### Excerpt
---------------
Unreliable notifications
The single most common complaint across all apps. One missed reminder destroys trust permanently, and users go back to alarms.
Wrong user model
Many apps are designed for young, healthy people tracking supplements. Not for a 70-year-old managing 8 prescriptions from three different doctors. 51% of adults 65+ take 5+ prescriptions daily. They're the most underserved, and forEach major app leaves them behind.
No adaptation
Life changes: you travel, your schedule shifts, a doctor adds a new prescription. The app doesn't adapt. It falls out of sync with reality and becomes useless.
No enduring value
Once a habit forms (~90 days in), reminders become noise. There's no reason to keep using the app. A $5 pillbox wins on long-term retention because it requires zero maintenance.
These five failure modes mapped directly to the three opportunities Iaso is built around.
Any app trying to replace a pillbox needs to do things a pillbox structurally cannot, not just digitize the same experience.
Three clear gaps in the market
Based on the research, I identified three clear gaps in the market that Iaso can fill:
Each opportunity maps to a constraint I had to design within — not around.
Designing within real limits
Three constraints shaped every major product decision:
On-device ML over server-side
Smart Scan runs inference on-device rather than sending prescription data to a server. The tradeoff: health data never leaves the device, no latency dependency, works offline — critical for older users most likely to have unreliable connections. The cost: a larger app binary and a harder engineering lift. Worth it.
---------------
### Things to do
A – In the medication app excerpt, what share of adults 65 and older take five or more prescriptions daily?
B – Write the next part of the medication app case study, picking up right after its final sentence.
---------------
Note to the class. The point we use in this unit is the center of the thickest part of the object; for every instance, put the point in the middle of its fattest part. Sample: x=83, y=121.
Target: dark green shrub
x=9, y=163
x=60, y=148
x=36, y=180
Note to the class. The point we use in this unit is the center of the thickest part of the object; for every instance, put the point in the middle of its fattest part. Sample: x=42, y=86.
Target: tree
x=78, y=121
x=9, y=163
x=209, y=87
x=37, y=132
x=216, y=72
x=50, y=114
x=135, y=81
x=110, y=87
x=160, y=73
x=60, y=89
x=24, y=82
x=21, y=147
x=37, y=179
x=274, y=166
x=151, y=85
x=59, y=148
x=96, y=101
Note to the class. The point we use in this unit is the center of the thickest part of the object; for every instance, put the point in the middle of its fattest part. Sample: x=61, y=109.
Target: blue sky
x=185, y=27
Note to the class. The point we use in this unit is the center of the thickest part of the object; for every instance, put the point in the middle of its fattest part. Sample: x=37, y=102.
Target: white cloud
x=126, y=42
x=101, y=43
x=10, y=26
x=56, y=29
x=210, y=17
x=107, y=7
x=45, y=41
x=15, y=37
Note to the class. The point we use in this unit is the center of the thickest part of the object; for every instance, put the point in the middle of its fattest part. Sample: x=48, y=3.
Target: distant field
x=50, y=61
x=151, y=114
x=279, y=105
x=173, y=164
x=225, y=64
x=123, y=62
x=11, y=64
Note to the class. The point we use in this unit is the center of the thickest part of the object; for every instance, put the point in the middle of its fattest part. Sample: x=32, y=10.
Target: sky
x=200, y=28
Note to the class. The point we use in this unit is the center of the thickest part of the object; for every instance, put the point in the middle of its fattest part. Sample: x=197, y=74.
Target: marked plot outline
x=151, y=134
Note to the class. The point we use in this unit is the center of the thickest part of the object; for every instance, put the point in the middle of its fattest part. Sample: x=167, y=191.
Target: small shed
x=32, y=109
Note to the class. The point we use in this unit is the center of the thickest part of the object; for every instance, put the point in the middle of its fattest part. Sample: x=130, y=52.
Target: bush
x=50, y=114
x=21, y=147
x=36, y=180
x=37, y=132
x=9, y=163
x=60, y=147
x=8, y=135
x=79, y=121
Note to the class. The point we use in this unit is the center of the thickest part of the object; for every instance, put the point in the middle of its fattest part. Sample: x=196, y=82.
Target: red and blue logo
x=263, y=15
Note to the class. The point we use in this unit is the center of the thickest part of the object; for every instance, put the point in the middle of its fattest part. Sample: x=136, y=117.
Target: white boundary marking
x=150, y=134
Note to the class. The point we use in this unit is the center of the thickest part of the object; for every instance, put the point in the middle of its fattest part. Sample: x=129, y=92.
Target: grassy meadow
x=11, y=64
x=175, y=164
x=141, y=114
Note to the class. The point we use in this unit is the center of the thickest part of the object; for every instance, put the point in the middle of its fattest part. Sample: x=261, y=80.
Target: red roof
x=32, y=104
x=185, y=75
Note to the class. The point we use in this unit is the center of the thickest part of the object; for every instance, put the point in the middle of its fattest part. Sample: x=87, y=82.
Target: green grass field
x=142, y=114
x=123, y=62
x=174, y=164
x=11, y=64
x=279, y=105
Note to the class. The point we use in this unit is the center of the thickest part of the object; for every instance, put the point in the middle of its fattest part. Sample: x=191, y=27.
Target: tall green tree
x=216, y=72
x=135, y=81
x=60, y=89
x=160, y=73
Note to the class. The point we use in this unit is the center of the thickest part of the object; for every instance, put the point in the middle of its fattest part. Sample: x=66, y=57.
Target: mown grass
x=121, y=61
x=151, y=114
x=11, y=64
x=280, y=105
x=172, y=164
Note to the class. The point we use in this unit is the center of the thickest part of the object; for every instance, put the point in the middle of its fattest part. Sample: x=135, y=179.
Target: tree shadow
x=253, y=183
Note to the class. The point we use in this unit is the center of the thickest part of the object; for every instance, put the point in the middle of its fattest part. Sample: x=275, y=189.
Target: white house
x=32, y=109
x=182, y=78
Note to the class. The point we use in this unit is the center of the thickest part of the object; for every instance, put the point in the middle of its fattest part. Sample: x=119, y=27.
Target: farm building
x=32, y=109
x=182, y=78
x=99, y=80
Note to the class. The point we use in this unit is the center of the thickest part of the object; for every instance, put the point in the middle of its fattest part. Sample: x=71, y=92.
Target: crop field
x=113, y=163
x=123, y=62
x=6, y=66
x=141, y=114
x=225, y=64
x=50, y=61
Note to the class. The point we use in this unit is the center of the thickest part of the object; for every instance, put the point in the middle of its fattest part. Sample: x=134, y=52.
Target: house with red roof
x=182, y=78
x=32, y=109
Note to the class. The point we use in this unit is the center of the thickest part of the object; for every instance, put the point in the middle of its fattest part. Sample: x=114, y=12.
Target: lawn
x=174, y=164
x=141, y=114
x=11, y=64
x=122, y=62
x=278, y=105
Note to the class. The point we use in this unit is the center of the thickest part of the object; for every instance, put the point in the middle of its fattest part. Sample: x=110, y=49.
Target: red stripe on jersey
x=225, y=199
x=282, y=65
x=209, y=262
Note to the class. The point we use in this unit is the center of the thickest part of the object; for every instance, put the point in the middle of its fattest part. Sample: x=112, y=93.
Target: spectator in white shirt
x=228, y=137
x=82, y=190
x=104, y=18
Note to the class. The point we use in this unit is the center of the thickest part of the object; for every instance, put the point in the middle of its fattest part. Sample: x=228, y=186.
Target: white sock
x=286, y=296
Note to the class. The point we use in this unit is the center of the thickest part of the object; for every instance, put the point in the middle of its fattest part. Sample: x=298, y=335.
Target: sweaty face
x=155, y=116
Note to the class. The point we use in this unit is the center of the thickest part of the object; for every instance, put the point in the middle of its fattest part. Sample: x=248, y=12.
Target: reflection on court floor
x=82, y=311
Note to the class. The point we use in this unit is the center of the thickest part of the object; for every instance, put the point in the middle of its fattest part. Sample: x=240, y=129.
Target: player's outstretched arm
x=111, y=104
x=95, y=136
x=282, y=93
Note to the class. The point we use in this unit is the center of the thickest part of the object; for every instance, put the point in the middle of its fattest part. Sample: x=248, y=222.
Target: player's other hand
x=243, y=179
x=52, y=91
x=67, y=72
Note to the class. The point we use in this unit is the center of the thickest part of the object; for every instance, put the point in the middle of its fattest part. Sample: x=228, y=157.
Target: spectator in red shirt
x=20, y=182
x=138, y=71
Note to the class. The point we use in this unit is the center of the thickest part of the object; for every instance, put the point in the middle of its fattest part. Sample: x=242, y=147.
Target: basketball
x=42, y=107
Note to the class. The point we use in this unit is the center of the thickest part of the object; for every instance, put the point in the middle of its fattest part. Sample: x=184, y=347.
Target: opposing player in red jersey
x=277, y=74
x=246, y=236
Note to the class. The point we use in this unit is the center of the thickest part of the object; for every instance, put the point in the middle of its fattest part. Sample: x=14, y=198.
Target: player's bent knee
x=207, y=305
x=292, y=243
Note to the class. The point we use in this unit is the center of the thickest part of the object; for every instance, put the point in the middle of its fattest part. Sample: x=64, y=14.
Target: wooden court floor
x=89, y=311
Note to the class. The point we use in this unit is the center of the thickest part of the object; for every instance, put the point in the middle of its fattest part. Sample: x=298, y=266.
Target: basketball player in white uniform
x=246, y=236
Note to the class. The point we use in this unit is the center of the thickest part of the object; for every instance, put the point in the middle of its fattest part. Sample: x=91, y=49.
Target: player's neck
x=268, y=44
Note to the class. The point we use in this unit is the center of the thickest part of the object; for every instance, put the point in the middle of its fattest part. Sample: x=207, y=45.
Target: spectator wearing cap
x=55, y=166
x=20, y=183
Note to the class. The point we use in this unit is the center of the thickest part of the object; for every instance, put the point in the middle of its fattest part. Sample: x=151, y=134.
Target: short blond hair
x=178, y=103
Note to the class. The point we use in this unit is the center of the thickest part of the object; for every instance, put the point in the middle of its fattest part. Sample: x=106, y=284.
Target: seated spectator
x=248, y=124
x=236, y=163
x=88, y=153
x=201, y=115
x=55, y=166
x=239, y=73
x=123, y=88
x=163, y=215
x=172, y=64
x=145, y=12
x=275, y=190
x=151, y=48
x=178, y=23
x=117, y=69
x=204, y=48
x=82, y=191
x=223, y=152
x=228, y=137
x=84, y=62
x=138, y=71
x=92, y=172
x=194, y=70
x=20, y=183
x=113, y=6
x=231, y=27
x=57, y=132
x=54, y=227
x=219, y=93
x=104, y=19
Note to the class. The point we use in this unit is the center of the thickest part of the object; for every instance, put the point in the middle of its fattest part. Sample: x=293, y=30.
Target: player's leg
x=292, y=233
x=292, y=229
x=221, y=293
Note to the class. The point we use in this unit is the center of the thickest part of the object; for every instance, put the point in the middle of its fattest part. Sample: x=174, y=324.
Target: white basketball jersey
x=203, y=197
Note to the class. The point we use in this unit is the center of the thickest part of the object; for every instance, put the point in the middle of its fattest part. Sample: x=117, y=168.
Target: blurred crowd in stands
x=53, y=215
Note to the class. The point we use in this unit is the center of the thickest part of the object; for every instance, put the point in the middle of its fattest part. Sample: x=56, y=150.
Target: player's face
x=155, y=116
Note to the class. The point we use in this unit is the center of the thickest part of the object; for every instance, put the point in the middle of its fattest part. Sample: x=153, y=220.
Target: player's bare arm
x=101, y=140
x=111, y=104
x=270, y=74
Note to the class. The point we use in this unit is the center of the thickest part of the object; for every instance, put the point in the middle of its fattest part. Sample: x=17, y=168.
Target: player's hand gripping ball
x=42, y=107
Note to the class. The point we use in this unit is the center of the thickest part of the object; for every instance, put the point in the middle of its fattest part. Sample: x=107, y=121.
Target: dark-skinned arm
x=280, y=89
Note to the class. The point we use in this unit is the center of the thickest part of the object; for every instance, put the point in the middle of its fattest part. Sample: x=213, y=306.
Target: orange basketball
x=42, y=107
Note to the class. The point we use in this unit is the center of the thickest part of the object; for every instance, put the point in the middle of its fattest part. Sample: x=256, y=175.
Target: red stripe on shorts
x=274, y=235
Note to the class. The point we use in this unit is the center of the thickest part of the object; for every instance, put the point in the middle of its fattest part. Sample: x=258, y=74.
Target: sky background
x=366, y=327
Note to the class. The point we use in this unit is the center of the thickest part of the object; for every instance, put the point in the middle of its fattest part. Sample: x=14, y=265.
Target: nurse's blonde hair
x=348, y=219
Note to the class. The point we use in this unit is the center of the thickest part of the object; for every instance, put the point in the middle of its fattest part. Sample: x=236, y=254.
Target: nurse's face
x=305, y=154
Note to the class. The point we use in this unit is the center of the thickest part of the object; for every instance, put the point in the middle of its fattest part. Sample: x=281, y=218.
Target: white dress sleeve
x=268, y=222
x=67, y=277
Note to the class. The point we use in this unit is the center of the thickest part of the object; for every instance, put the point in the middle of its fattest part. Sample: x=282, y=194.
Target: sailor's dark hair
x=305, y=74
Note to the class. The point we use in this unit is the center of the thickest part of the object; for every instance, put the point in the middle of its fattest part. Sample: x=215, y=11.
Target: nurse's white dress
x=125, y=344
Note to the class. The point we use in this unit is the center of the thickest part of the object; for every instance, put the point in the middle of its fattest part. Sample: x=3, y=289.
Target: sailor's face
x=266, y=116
---------------
### Written responses
A – 51%

B –
Notification timing is a trust problem, not a UX problem
One missed reminder destroys trust permanently — users return to alarms and don't come back. GPS-based triggers exist because time-based notifications fail the moment a routine changes. The implementation cost (location permissions, background entitlements in iOS) is higher than a simple alarm; the retention payoff is the entire argument for Month 6.
AI flags surface, never suppress
Drug interaction detection fires at the moment of highest relevance — medication setup — and persists in Insights until resolved. The design choice: in a high-stakes domain, suppressing a flag to reduce friction is the wrong tradeoff. False negatives cost more than false positives. Building in SwiftUI in parallel made this call easier to commit to — I was designing with the real implementation cost in view, not an abstraction of it.
Three rounds before it tested well
During an early user session, a participant in her late 60s stared at the screen for a moment and asked: "Which one do I press?" That one moment drove the next three rounds of iteration.
Checkboxes → confirmation action
Checkboxes carry the mental model of "select items in a list." That's not what a patient needs at 9 AM, as they need to confirm they took something right now. I replaced them with a single prominent confirmation action per dose group.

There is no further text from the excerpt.